説明

照明用有機EL素子およびその製造方法

【課題】高価な製造設備を必要とせず、多品種の製品に適用可能な、低コストで有機EL素子を製造する方法を提供することを目的とする。
【解決手段】基板1上に第1電極2と有機発光層3と第2電極4とが順に積層され、平面視した場合に第2電極4が第1電極2と交差するよう配置された照明用有機EL素子を製造する方法であって、該方法は、第1電極2が形成された基板1上の、第1電極2と第2電極4とが交差する領域に対応する所定部分にのみ、非接触方式で絶縁材料を塗布して絶縁膜5を形成する絶縁膜形成工程と、該絶縁膜形成工程の後、開口部を有する蒸着マスク7を用いて、交差する領域内に位置する第1電極2上に、有機発光層3を真空蒸着により形成する有機発光層形成工程と、該有機発光層形成工程の後、蒸着マスク7とは異なる開口部を有する別の蒸着マスク8を用いて、有機発光層3上に第2電極4を形成する第2電極形成工程と、を備える。

【発明の詳細な説明】
【技術分野】
【0001】
本発明は、照明に適した大面積の有機EL素子およびその製造方法に関し、特に、絶縁膜をパターニング形成した有機EL素子及び簡素にパターニング形成する製造方法に関する。
【背景技術】
【0002】
有機発光素子は、第1電極と第2電極との間に電圧を印加することにより、第1電極と第2電極とに挟まれた有機発光層が発光するものである。有機発光素子として、既に、有機EL(エレクトロルミネセンス)素子が、液晶ディスプレイに代表されるフラットパネルディスプレイに用いられている。フラットパネルディスプレイは、画素数多いことから一つの画素が微細である。有機EL素子を用いたディスプレイも同様に画素が微細であり、微細な蒸着マスクを利用して有機EL素子をパターニングしている。また、近年、有機EL素子は、固体照明に用いられようとしている。

---

→ 練習問題:
A) 有機EL素子の説明文で「【解決手段】基板1上に」で始まる段落を、主な事実を残して箇条書きに短くまとめること。
B) 有機EL素子の説明文から、「照明用有機EL素子およびその製造方法」で始まり「明に用いられようとしている。」で終わる部分を一字も変えずに書き写すこと。

---

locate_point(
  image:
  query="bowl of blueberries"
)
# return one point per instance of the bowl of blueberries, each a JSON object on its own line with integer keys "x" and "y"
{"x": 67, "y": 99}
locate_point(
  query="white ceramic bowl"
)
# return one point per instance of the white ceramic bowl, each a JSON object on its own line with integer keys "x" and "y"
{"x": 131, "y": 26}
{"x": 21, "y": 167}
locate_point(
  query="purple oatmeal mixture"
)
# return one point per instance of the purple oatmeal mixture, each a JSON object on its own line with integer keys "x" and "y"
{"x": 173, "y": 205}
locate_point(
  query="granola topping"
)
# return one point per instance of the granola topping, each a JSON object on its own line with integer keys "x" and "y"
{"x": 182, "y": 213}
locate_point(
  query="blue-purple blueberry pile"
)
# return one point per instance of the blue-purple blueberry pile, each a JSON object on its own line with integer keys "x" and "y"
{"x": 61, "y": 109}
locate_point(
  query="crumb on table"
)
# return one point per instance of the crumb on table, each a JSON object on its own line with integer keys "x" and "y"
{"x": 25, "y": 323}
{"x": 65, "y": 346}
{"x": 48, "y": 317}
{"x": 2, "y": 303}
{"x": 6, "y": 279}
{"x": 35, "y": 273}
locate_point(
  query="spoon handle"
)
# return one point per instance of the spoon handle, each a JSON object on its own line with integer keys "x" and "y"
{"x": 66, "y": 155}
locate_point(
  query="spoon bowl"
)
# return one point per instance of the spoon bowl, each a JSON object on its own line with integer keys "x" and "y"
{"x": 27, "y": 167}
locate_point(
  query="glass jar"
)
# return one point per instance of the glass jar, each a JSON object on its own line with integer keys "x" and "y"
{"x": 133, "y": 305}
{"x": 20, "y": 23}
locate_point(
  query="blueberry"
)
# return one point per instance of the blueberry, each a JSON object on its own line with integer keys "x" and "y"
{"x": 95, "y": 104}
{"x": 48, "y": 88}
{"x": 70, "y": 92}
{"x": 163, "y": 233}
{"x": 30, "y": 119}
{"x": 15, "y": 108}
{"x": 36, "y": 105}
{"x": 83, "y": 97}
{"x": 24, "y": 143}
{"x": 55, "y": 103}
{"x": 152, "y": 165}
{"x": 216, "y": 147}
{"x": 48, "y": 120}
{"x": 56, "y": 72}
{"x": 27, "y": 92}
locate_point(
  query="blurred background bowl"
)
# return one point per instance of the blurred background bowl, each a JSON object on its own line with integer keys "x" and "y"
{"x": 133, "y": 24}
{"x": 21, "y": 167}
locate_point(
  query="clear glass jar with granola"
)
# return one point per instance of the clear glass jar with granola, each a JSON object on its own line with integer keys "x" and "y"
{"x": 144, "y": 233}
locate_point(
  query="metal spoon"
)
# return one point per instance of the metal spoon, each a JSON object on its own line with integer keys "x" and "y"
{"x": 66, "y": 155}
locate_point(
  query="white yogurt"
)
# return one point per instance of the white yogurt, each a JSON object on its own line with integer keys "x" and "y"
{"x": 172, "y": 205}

---

→ 解答:
A)
- 基板1上に第1電極2、有機発光層3、第2電極4を順に積層し、平面視で第2電極4が第1電極2と交差する照明用有機EL素子の製造方法。
- 絶縁膜形成工程:第1電極2を形成した基板1上の、両電極が交差する領域に対応する所定部分にのみ、非接触方式で絶縁材料を塗布して絶縁膜5を形成する。
- 有機発光層形成工程:その後、開口部のある蒸着マスク7を用い、交差する領域内の第1電極2上に有機発光層3を真空蒸着で形成する。
- 第2電極形成工程:その後、蒸着マスク7とは開口部の異なる蒸着マスク8を用い、有機発光層3上に第2電極4を形成する。

B)
照明用有機EL素子およびその製造方法

【課題】高価な製造設備を必要とせず、多品種の製品に適用可能な、低コストで有機EL素子を製造する方法を提供することを目的とする。
【解決手段】基板1上に第1電極2と有機発光層3と第2電極4とが順に積層され、平面視した場合に第2電極4が第1電極2と交差するよう配置された照明用有機EL素子を製造する方法であって、該方法は、第1電極2が形成された基板1上の、第1電極2と第2電極4とが交差する領域に対応する所定部分にのみ、非接触方式で絶縁材料を塗布して絶縁膜5を形成する絶縁膜形成工程と、該絶縁膜形成工程の後、開口部を有する蒸着マスク7を用いて、交差する領域内に位置する第1電極2上に、有機発光層3を真空蒸着により形成する有機発光層形成工程と、該有機発光層形成工程の後、蒸着マスク7とは異なる開口部を有する別の蒸着マスク8を用いて、有機発光層3上に第2電極4を形成する第2電極形成工程と、を備える。

【発明の詳細な説明】
【技術分野】
【0001】
本発明は、照明に適した大面積の有機EL素子およびその製造方法に関し、特に、絶縁膜をパターニング形成した有機EL素子及び簡素にパターニング形成する製造方法に関する。
【背景技術】
【0002】
有機発光素子は、第1電極と第2電極との間に電圧を印加することにより、第1電極と第2電極とに挟まれた有機発光層が発光するものである。有機発光素子として、既に、有機EL(エレクトロルミネセンス)素子が、液晶ディスプレイに代表されるフラットパネルディスプレイに用いられている。フラットパネルディスプレイは、画素数多いことから一つの画素が微細である。有機EL素子を用いたディスプレイも同様に画素が微細であり、微細な蒸着マスクを利用して有機EL素子をパターニングしている。また、近年、有機EL素子は、固体照明に用いられようとしている。